----- Texte fourni -----

Des rumeurs accuseront Jean XXIII de l'avoir empoisonné.

Jean XXIII Baldassare Cossa (1370 Naples-1419 Florence)

 

Ancien corsaire, il étudie le droit à Bologne et est fait cardinal par Boniface IX. Violent, débauché, il vend des indulgences, des charges, des reliques et même des canonisations. À la tête d'une armée, il prend Bologne qui réintègre ainsi les États pontificaux. Excommunié par Grégoire XII en raison de ses mœurs dépravées, il se fait néanmoins élire à l'unanimité (grâce à une corruption effrénée) en 1410 après avoir été ordonné prêtre la veille. Il est déposé en 1415 comme "simoniaque, impudique, empoisonneur et dissipateur des biens de l’Église" par le concile de Constance qu’il avait convoqué dans l’espoir d’être confirmé. Emprisonné dans diverses villes allemandes, soixante-dix chefs d'accusation sont portés contre lui  notamment la simonie, le viol, la sodomie, l’inceste, la torture et le meurtre... Il reconnaît finalement la sentence, achète sa liberté  contre 30 000 écus d’or et se rend à Rome où il fait sa soumission au pape Martin V qui le nomme cardinal-archevêque. Rayé de la liste officielle, il est néanmoins considéré par certains comme un pape authentique sinon le concile qu’il avait convoqué ne serait pas valide. Son nom sera repris en 1958 par un de ses lointains successeurs.

Clément VIII, Gil Sanchez Munoz y Carbón

(1370 en Espagne-1446 Majorque)

 

Chanoine de Barcelone, élu en 1423 par trois cardinaux et soutenu par le roi d’Aragon, il succède à Benoît XIII en Espagne : avant de mourir ce dernier avait prévu de perpétuer le schisme

en le faisant nommer pape.

 

En 1429, il finit par se soumettre à Martin V

qui le nomme évêque de Majorque.

Soumission de Clément VIII au pape.

Félix V, Amédée VIII de Savoie (1383 Chambéry-1451 Genève)

----- Documents fournis -----

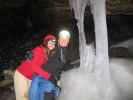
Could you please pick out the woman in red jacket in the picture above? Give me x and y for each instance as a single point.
(28, 67)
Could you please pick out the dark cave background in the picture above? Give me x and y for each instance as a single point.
(23, 22)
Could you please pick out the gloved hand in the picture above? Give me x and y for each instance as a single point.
(54, 77)
(67, 66)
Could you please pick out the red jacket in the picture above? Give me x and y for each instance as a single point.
(29, 67)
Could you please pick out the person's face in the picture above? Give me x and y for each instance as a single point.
(63, 42)
(51, 44)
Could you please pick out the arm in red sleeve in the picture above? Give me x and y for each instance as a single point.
(37, 61)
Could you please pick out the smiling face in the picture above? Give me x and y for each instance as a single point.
(51, 44)
(63, 42)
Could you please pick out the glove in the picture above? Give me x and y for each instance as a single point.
(67, 66)
(55, 77)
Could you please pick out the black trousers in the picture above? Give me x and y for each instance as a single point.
(49, 96)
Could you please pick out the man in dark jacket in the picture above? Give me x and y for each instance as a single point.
(42, 89)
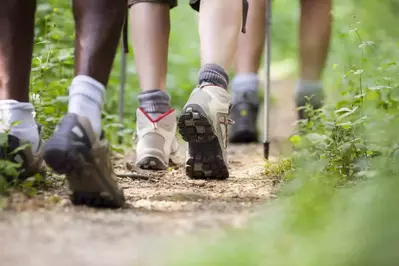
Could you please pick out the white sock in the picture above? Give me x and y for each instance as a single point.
(86, 98)
(16, 118)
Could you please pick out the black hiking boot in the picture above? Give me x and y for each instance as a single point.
(74, 150)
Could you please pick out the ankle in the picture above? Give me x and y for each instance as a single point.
(154, 102)
(213, 74)
(244, 88)
(17, 120)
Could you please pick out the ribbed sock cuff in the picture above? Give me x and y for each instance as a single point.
(213, 74)
(154, 101)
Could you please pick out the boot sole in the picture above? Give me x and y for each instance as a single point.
(205, 159)
(151, 163)
(87, 182)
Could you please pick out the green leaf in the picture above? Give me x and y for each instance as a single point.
(3, 139)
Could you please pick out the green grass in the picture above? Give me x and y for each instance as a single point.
(338, 202)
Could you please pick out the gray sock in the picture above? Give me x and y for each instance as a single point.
(154, 101)
(244, 88)
(309, 88)
(213, 74)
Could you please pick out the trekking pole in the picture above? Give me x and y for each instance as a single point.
(122, 93)
(266, 140)
(125, 50)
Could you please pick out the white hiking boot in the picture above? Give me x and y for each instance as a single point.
(204, 124)
(157, 144)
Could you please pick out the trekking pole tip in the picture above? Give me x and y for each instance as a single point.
(266, 146)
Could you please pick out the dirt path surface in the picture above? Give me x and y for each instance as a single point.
(47, 230)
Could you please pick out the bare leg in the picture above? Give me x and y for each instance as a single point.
(150, 26)
(314, 39)
(77, 148)
(16, 45)
(205, 117)
(98, 27)
(219, 27)
(150, 23)
(314, 34)
(245, 84)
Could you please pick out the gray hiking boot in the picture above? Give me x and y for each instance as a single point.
(244, 113)
(74, 150)
(204, 125)
(157, 144)
(19, 151)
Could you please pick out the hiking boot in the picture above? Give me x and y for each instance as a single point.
(244, 113)
(203, 124)
(19, 151)
(74, 150)
(157, 144)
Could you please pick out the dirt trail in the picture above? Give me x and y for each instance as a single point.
(47, 230)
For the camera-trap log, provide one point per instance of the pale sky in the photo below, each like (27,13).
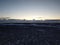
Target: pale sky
(30,9)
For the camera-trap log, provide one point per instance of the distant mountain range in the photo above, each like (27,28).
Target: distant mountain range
(28,21)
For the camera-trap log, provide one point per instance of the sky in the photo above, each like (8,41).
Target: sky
(30,9)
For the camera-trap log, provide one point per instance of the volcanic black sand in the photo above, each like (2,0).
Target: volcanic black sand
(30,34)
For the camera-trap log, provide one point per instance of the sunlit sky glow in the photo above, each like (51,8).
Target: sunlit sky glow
(30,9)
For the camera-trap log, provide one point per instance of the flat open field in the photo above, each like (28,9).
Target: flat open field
(30,34)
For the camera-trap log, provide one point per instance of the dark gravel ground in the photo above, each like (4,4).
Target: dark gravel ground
(30,34)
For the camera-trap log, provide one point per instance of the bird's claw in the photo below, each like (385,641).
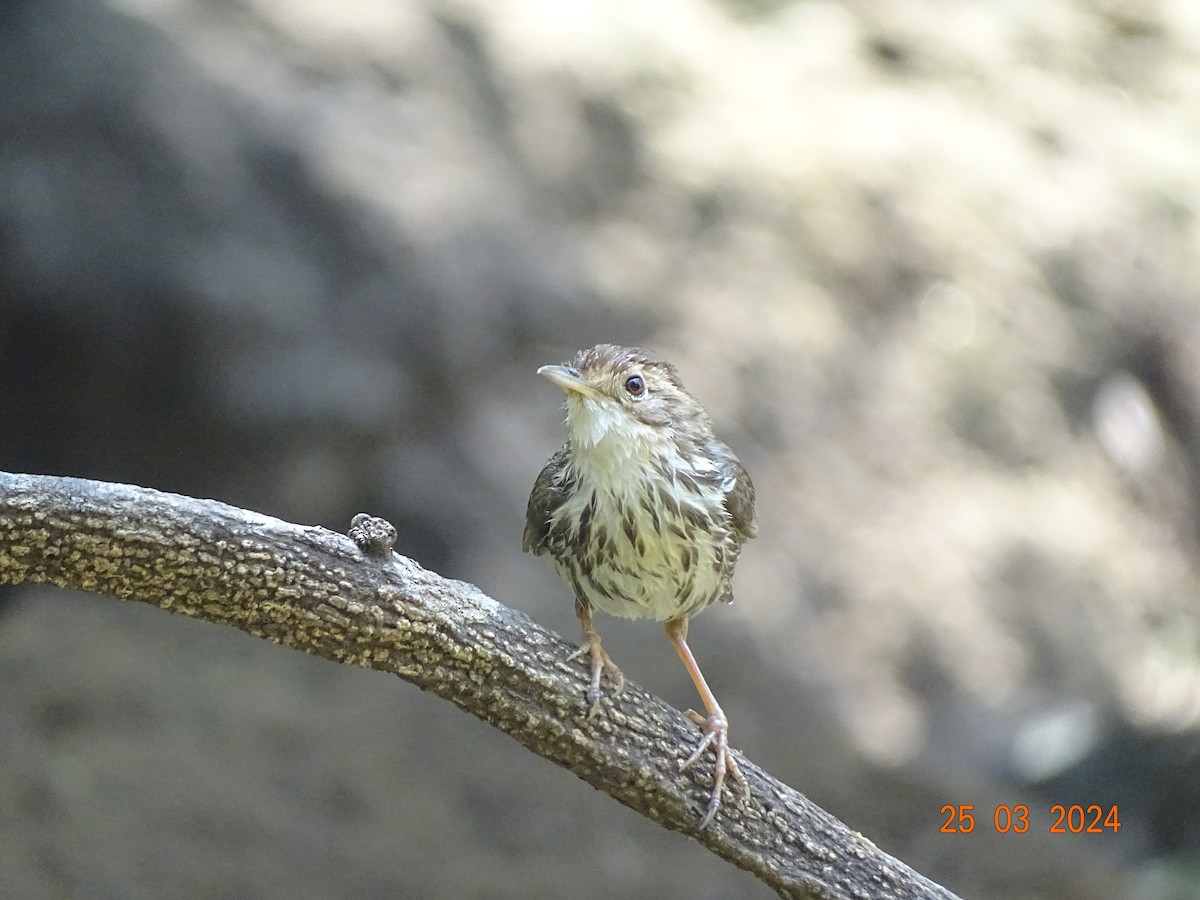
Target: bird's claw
(601,665)
(717,736)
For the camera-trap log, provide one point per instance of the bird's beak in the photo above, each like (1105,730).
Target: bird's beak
(569,379)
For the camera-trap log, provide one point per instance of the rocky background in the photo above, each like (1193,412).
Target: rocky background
(933,268)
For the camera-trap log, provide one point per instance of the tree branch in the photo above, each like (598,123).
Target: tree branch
(319,592)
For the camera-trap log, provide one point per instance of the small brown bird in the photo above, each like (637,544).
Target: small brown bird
(643,513)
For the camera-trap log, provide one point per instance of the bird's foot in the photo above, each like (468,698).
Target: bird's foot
(601,665)
(717,736)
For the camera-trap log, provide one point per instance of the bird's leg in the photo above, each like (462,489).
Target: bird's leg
(715,726)
(601,663)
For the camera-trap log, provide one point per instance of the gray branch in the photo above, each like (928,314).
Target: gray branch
(319,592)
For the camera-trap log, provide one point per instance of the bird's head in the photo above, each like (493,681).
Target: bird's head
(627,394)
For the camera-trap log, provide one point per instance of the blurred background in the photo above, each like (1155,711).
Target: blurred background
(931,267)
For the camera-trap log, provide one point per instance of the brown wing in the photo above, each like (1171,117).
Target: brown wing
(738,491)
(549,493)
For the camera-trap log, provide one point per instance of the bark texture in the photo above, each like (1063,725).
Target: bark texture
(317,591)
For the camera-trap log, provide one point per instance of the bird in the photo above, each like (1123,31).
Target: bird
(643,513)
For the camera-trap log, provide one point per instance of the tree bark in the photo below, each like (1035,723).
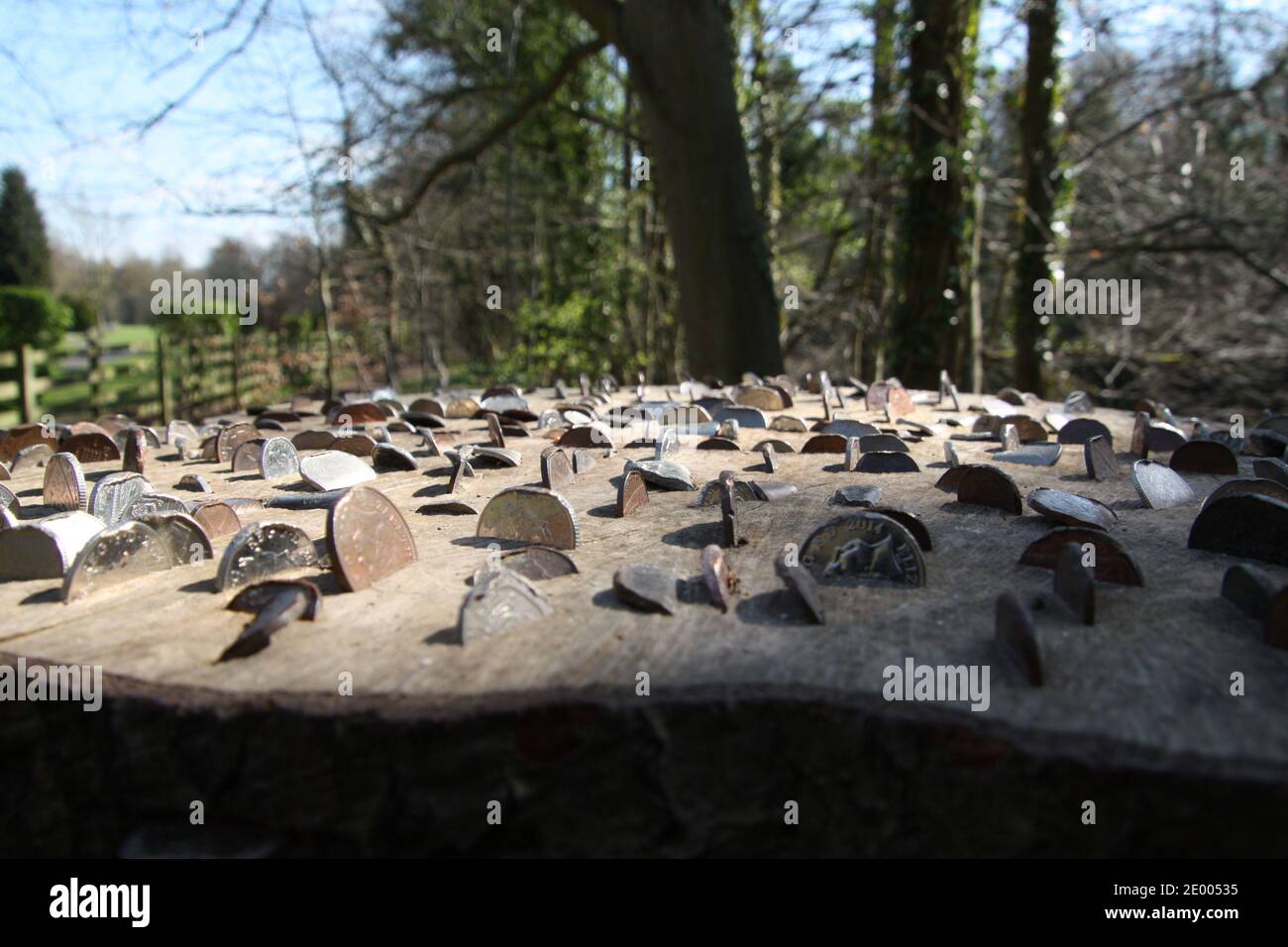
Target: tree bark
(939,82)
(1041,167)
(681,55)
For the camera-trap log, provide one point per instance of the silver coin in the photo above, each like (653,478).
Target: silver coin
(46,548)
(184,538)
(115,556)
(263,549)
(150,504)
(112,495)
(64,483)
(864,545)
(277,458)
(335,471)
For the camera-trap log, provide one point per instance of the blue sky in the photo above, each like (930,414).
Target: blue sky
(80,76)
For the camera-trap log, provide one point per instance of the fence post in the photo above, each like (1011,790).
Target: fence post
(162,381)
(27,382)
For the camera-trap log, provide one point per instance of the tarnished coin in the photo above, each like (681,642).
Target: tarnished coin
(539,564)
(1074,585)
(262,549)
(1245,525)
(390,459)
(147,504)
(116,554)
(631,492)
(1099,457)
(1017,638)
(31,458)
(988,486)
(1031,454)
(529,514)
(183,536)
(277,459)
(134,453)
(46,548)
(1113,564)
(368,539)
(555,470)
(887,462)
(112,495)
(91,447)
(194,482)
(647,587)
(64,483)
(1159,487)
(664,474)
(500,600)
(846,428)
(716,578)
(1070,509)
(334,471)
(218,519)
(863,545)
(231,438)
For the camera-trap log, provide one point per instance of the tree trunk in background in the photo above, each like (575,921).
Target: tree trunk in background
(934,226)
(681,54)
(1041,165)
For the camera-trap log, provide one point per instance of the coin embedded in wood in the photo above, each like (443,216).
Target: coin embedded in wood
(864,545)
(631,492)
(555,470)
(1098,454)
(887,462)
(824,444)
(47,548)
(1074,585)
(529,514)
(647,587)
(1070,509)
(1159,487)
(112,495)
(116,554)
(218,519)
(664,474)
(368,539)
(183,536)
(277,459)
(390,459)
(261,551)
(231,438)
(91,449)
(1031,454)
(1245,525)
(987,486)
(1017,639)
(1249,587)
(500,600)
(1113,564)
(334,471)
(716,577)
(1082,429)
(64,483)
(1270,470)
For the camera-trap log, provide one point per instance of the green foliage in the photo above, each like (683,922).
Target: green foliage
(24,248)
(31,317)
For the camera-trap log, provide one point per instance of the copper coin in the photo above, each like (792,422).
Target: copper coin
(91,447)
(1113,562)
(529,514)
(987,486)
(631,492)
(368,539)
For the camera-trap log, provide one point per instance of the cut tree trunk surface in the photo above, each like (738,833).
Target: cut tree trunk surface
(746,710)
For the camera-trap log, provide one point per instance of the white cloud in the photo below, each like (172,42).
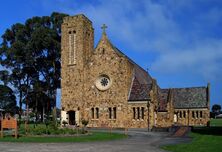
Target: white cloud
(182,42)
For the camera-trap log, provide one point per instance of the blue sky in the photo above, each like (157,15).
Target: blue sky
(180,42)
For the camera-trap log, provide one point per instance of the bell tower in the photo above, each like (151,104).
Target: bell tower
(77,46)
(77,40)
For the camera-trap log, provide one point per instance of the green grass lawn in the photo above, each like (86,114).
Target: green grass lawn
(216,122)
(94,136)
(200,143)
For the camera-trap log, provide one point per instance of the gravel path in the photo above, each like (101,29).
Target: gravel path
(137,142)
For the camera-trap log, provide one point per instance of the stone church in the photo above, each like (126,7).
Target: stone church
(104,86)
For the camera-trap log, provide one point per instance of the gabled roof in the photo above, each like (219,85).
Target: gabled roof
(139,92)
(195,97)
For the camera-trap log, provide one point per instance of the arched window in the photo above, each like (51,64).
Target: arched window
(114,113)
(142,112)
(92,113)
(201,114)
(193,115)
(138,113)
(97,113)
(72,47)
(134,113)
(110,113)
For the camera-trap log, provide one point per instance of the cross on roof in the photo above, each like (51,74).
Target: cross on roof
(104,28)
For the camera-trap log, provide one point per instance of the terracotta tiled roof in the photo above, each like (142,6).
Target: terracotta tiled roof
(195,97)
(142,81)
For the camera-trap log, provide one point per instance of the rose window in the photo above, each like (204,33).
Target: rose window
(103,82)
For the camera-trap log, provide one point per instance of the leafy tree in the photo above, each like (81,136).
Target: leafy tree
(216,108)
(7,99)
(31,53)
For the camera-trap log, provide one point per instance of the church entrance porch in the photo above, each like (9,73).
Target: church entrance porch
(72,117)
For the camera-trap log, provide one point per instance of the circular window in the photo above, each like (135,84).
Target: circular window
(103,82)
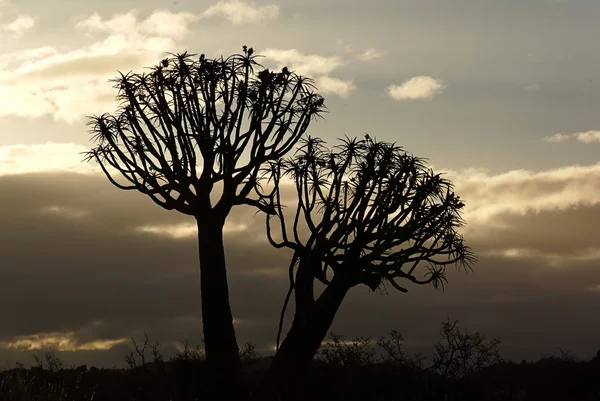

-----

- Consigne A -
Résumez le texte fourni en deux phrases.
- Consigne B -
Modifiez le texte fourni en recopiant le passage qui va de « Chanoine de Barcelone, élu » jusqu'à « évêque de Majorque. » inclus, et remplacez-y « roi d’Aragon » par « roi de Castille ».
- Consigne C -
D'après le texte fourni, contre quelle somme Jean XXIII achète-t-il sa liberté ?
La liste est un document à part, distinct du texte.

- Réponse A -
Baldassare Cossa, ancien corsaire devenu cardinal, se fait élire pape en 1410 sous le nom de Jean XXIII grâce à une corruption effrénée, puis il est déposé en 1415 par le concile de Constance et finit par se soumettre à Martin V, qui le nomme cardinal-archevêque. Gil Sanchez Munoz y Carbón, chanoine de Barcelone, succède en 1423 à Benoît XIII sous le nom de Clément VIII, puis il se soumet en 1429 à Martin V, qui le nomme évêque de Majorque.

- Réponse B -
Chanoine de Barcelone, élu en 1423 par trois cardinaux et soutenu par le roi de Castille, il succède à Benoît XIII en Espagne : avant de mourir ce dernier avait prévu de perpétuer le schisme

en le faisant nommer pape.

 

En 1429, il finit par se soumettre à Martin V

qui le nomme évêque de Majorque.

- Réponse C -
Contre 30 000 écus d’or.